### TASK STATEMENT
Put everything from the line containing "Note: point to every instance of the motorcycle seat" down to the line containing "x=357, y=760" into a numbered list, leaving out blank lines.

### Records from a point labeling set
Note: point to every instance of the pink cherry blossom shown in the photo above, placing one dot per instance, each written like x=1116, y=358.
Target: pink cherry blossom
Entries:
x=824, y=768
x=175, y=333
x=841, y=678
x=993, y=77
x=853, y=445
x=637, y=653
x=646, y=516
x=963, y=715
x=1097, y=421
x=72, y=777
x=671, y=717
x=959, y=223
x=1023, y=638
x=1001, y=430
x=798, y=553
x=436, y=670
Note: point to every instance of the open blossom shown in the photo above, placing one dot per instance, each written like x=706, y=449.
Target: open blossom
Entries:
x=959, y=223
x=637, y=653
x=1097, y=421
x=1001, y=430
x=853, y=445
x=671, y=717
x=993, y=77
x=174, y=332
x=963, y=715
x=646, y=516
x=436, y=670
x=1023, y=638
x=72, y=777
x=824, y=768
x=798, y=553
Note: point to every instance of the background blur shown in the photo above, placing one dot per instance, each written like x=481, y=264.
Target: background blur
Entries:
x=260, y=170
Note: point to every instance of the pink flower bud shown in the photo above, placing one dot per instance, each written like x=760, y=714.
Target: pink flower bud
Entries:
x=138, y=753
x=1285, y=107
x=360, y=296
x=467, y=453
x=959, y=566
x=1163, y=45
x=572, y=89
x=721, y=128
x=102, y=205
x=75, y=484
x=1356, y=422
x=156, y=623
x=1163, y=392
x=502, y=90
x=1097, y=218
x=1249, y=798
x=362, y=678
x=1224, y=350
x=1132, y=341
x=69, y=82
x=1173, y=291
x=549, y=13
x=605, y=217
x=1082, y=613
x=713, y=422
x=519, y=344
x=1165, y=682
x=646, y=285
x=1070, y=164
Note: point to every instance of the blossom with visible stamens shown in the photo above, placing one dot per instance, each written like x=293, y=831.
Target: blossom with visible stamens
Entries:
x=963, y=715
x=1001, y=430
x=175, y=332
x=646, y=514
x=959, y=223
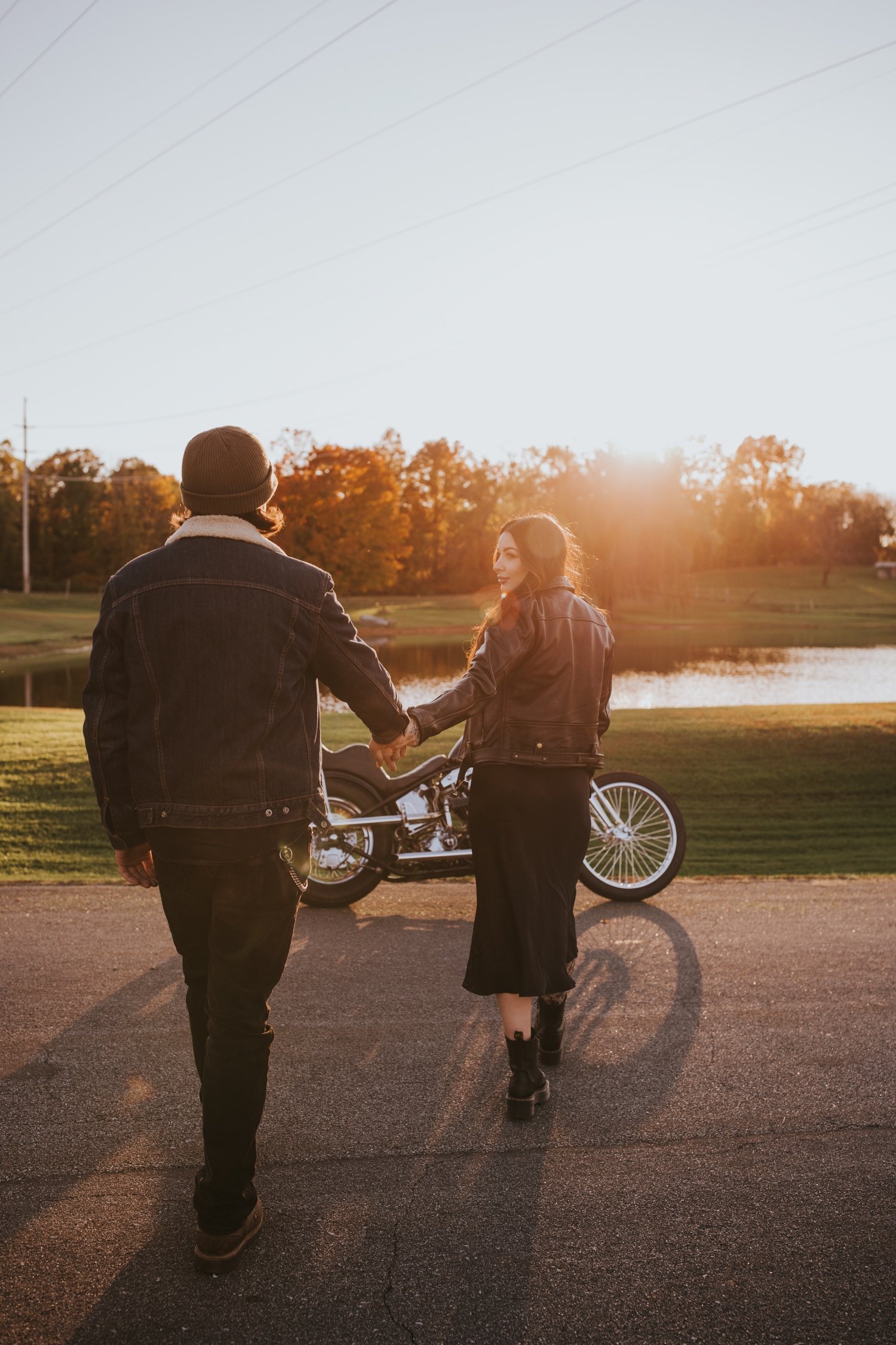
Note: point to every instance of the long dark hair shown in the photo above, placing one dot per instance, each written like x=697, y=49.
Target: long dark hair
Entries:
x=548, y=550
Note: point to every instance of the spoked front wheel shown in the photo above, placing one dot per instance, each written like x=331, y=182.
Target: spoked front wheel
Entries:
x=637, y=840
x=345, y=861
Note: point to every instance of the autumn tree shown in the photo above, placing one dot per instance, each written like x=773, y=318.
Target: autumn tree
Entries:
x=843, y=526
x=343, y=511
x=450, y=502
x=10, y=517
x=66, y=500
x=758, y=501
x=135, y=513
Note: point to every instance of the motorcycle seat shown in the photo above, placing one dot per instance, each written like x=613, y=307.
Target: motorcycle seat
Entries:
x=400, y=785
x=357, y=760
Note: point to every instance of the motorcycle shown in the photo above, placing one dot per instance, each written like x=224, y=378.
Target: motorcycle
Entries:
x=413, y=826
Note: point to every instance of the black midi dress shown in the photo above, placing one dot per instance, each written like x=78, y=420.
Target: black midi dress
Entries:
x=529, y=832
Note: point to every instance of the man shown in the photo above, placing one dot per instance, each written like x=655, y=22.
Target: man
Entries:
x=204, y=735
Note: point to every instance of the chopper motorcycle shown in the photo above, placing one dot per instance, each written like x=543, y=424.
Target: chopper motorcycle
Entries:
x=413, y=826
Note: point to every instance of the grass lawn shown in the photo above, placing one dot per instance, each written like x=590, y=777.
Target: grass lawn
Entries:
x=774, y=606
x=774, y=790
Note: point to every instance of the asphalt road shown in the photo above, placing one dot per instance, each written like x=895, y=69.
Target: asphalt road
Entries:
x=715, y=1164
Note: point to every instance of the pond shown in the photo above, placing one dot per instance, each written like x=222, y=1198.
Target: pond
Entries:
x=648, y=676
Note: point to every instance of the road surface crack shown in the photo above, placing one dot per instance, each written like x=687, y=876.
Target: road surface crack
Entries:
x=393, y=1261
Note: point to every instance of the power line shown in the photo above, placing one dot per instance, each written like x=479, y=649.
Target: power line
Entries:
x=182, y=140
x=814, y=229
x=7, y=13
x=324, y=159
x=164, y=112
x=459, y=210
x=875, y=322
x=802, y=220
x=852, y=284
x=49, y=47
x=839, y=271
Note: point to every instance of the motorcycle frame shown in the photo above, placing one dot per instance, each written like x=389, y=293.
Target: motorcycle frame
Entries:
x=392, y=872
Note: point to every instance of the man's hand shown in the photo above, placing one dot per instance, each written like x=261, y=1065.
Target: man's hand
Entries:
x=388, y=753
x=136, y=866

...

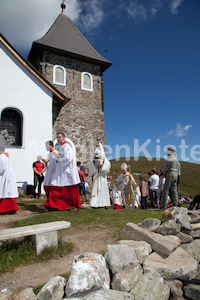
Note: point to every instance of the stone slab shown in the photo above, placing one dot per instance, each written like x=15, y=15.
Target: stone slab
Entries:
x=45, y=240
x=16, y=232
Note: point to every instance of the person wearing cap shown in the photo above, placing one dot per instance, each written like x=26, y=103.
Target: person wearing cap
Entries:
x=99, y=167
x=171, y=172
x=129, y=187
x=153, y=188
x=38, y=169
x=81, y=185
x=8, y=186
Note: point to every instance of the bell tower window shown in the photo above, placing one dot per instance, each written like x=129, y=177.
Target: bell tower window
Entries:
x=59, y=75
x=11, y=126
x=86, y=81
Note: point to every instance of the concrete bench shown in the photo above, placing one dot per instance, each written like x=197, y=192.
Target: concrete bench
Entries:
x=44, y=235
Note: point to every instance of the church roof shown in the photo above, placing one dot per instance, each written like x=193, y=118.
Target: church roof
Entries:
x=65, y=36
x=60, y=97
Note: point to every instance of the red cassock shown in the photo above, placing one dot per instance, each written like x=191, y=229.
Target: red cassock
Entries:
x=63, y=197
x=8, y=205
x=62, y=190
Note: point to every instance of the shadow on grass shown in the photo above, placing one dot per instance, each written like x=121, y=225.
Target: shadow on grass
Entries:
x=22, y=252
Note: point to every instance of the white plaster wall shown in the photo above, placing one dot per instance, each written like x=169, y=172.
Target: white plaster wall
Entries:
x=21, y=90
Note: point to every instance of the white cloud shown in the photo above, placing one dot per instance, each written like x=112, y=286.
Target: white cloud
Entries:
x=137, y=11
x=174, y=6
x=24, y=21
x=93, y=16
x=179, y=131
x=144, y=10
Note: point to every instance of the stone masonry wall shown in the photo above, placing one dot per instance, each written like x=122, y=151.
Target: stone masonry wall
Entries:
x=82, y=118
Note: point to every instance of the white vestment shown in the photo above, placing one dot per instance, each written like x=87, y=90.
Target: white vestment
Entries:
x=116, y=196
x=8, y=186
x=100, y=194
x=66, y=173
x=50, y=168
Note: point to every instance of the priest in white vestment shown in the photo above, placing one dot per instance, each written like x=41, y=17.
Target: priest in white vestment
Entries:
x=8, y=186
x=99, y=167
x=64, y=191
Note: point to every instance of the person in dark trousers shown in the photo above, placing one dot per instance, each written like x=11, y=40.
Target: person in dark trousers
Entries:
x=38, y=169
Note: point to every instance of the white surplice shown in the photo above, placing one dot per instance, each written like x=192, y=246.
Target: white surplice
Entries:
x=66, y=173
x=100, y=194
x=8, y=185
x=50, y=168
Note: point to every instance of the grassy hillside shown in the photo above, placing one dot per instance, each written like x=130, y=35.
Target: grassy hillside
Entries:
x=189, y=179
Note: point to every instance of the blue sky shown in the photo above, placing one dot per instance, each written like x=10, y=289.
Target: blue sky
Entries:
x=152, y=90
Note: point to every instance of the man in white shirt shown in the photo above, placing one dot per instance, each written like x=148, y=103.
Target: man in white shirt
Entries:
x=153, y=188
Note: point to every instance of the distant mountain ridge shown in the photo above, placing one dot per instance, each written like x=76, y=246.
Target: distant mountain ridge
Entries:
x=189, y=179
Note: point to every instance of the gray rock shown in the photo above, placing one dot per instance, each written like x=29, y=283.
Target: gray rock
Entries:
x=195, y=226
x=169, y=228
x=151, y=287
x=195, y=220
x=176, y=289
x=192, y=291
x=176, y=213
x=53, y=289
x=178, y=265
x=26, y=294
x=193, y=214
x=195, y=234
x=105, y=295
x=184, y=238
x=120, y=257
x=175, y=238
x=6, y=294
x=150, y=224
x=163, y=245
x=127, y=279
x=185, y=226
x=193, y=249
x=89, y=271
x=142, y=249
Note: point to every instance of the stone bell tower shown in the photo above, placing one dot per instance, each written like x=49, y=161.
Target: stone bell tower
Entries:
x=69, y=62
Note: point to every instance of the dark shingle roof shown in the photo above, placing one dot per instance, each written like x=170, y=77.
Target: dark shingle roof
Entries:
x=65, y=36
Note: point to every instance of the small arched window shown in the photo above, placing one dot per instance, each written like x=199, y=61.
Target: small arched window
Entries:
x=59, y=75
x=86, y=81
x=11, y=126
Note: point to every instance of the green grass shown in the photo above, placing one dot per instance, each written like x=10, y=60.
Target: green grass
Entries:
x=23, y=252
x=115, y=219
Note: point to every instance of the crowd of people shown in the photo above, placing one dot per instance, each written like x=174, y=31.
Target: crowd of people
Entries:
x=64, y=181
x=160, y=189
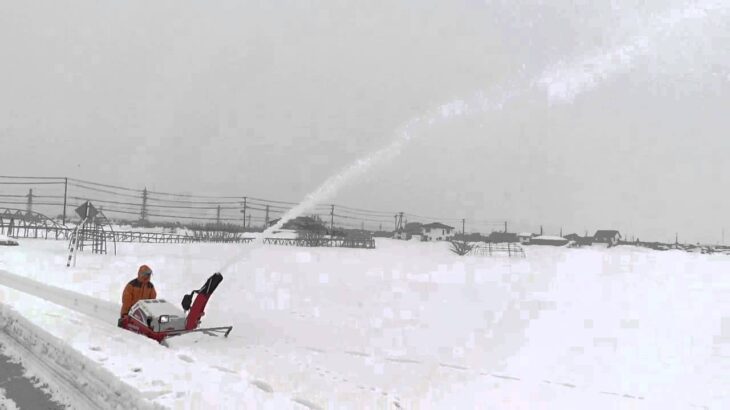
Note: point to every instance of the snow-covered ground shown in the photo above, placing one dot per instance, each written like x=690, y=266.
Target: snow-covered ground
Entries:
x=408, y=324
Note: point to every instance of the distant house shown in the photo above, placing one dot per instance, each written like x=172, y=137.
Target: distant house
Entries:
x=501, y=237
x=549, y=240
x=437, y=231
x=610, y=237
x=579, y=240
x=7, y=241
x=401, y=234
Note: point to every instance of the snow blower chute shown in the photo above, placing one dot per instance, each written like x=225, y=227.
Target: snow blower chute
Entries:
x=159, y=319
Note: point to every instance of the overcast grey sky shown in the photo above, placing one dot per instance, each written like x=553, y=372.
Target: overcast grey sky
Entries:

* * *

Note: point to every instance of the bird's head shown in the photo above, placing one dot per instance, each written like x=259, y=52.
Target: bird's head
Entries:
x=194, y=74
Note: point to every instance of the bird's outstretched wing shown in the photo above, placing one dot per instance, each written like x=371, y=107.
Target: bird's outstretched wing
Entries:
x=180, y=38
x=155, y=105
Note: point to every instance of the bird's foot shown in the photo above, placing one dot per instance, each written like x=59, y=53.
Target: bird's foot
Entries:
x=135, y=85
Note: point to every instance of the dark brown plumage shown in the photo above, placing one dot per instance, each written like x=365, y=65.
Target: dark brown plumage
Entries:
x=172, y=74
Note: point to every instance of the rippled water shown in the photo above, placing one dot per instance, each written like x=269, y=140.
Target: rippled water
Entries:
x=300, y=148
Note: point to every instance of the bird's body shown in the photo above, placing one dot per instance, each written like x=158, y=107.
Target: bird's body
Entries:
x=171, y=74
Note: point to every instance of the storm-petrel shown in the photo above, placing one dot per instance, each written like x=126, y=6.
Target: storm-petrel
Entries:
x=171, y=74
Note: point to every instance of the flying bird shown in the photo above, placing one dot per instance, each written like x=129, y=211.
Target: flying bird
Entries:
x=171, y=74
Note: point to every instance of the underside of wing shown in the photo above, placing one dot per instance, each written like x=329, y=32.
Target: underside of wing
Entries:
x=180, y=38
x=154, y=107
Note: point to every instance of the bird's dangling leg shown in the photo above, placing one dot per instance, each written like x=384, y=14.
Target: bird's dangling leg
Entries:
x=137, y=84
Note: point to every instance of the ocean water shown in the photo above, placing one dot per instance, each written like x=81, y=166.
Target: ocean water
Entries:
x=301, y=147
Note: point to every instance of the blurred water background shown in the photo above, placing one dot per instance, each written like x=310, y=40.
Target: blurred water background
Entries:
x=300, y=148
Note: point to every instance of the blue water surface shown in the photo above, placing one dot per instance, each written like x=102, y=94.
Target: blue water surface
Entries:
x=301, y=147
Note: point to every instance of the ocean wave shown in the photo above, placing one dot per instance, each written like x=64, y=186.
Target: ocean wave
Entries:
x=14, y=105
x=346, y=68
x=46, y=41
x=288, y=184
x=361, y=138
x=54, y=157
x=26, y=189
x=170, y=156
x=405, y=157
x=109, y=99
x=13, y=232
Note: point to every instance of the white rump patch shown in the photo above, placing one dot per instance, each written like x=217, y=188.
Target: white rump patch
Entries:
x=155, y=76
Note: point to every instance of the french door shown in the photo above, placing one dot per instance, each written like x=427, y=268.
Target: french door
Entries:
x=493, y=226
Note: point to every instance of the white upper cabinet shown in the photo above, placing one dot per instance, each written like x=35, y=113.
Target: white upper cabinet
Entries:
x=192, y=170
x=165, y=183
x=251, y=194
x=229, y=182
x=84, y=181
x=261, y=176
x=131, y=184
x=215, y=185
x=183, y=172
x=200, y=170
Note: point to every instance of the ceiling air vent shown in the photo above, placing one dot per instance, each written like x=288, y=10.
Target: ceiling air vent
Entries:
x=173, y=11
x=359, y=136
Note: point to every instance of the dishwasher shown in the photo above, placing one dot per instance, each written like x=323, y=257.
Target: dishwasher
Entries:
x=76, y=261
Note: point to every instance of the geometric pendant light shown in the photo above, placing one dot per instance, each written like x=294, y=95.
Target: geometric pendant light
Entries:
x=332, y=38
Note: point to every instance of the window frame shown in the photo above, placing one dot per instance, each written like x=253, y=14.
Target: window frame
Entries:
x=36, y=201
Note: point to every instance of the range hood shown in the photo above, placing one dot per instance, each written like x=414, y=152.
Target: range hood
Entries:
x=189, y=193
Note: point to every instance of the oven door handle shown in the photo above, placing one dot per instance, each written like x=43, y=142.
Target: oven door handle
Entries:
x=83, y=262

### FINISHED EXERCISE
1. Note: point to every instance of the motorcycle seat shown in the photo above, placing one dot per instance, each written like x=613, y=307.
2. Target: motorcycle seat
3. Entries:
4. x=400, y=785
5. x=357, y=760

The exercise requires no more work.